### PAGE EXCERPT
Such a view no doubt emerges from precisely the kind of dogmatic
empiricism that Kant sought to transcend and that Schopenhauer
sought to deny. Yet it is exceedingly difficult to escape the
feeling that external reality must resemble, if only in a distant
fashion, the mentalist representations we use to navigate it - even
the immaterialist Berkely had to find some way of dealing with
reality's consistency and relative stability; in any case, there is
no obvious reason why one should give serious consideration to the
notion that this is not so, all (mandatory) respects paid to
Descartes and his tricky evil demon. If I am critical of Nietzsche's
rendition of the Kantian dilemma as a non-issue than I am even more
displeased by modern man's persistent refusal to lay trust in common
sense, observation, and intuition. 


But what of my assertion that Christianity is responsible for
western man's conception of the divine? That paganism conceived of
gods is clear. That most of Europe's formative races conceived of
reality in dualistic (though not absolutist or moralist) terms is
also evident.[1] Pagan dualism however, like Kantian theory, was not
describing a relationship between the divine-unseen-spiritual and
the human-apparent-physical, but rather a relationship between the
external-material-metahuman and the internal-immaterial-human. 

In pre-Judaic religions, nature and the divine were not divided into
separate realities. Every deity, god, and mythological tale was
representative of forces within nature, or of nature itself.[2]
Because pagan spirituality did not consider nature to be a human
domain, but rather an externalized superhuman domain, the resting
place of truth was not in something symbolic and abstract, but in
something material and external. When heathen peoples spoke of the
unseen, they were not referring to an unknowable abstraction (such
as the Hebrew Yahweh), but rather to a perceived essence, the
existence of which was still deduced by the observation of natural
physical phenomenon (such as wind for instance, the presence of
which is felt and the manifestations of which observed, but the
"essence" of which is elusive). The supernatural was not a valid
concept to the pagan mind, and as such the gods were not
metaphysical, but only metahuman.

The realm of symbols was the realm of representations, which existed
purely as human interpretation and speculation in the form of
mythology, while the realm of nature was the realm of the "divine" -
of truth, of spirituality. It was only with the coming of Judaism
that the gods were split from nature, turned into something abstract
and symbolic, and given divine existence in their own right.
Suddenly truth was not only metahuman, but metaphysical as well; the
gods were above both man and earth. Symbols had become truths in and
of themselves.

### DATA LISTING

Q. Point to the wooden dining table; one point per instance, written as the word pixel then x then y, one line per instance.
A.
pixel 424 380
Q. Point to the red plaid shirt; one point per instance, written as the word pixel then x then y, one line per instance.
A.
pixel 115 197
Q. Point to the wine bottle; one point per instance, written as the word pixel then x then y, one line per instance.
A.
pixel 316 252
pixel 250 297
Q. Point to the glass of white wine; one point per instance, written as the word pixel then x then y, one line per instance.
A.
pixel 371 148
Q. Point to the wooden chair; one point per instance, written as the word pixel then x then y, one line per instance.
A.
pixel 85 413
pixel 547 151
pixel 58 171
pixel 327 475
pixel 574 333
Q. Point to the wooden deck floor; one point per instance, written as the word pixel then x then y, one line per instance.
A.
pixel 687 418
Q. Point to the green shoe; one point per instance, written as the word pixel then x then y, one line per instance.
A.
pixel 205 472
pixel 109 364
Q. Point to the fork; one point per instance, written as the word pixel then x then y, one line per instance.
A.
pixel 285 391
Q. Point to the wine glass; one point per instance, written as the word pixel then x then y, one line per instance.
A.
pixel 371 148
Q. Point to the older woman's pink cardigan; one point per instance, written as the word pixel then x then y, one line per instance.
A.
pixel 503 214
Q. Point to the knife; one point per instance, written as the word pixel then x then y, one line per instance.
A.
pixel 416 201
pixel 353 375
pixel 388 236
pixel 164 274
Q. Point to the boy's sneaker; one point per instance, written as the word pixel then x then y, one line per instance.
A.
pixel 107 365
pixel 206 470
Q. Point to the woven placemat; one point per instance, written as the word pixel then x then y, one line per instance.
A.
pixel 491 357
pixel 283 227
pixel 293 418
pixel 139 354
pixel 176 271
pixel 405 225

--

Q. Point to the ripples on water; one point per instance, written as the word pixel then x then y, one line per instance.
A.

### YOUR OBJECTIVE
Continue the essay on pagan and Judeo-Christian ideas of the divine from its last sentence.

### TASK RESULT
From such an assessment it is clear that Christian spiritual dualism
is in actuality a degeneration of Indo-European trilogism, an
anti-natural construction comprising the kingdom of man (internal,
subjective), the kingdom of nature (external, false, sinful), and
the kingdom of god (super-external, immaterial-symbolic, absolute
truth). That Christianity lumps internal human existence together
with external earthly existence, thus transferring its "dualism"
away from the internal/external to the physical/meta-physical, can
only be regarded as a hideously large intellectual blunder. 

In Christianity the divine is little more than a composite of traits
from the internal world of human ideation and the external world of
natural existence. I regard this as highly dangerous, because in its
elevation of symbols to truths it has removed any chance for
empiricism to ground our abstracted knowledge. It is also rather
arrogant; it has created a dominion for truth that is both
symbolic/abstracted and external/absolute, therefore unfoundedly
gracing the human world with the transcendent rightness of the
metahuman world. 

Finally a tentative genealogy of dualism begins to appear: the early
Indo-European tribes utilized dualism as a framework through which
to understand man's place in the scheme of nature, and had no
conception of the metaphysical; Christianity, mingled with European
custom and thought, introduced the concept of the divine and shifted
the duality away from man and nature and onto nature and
meta-nature; Kant rescued something of the dualism of the ancient
Germanics; Nietzsche, violently reacting against both Christianity
and the perceived influence of said religion on Kant, dismissed the
latter perhaps too hastily.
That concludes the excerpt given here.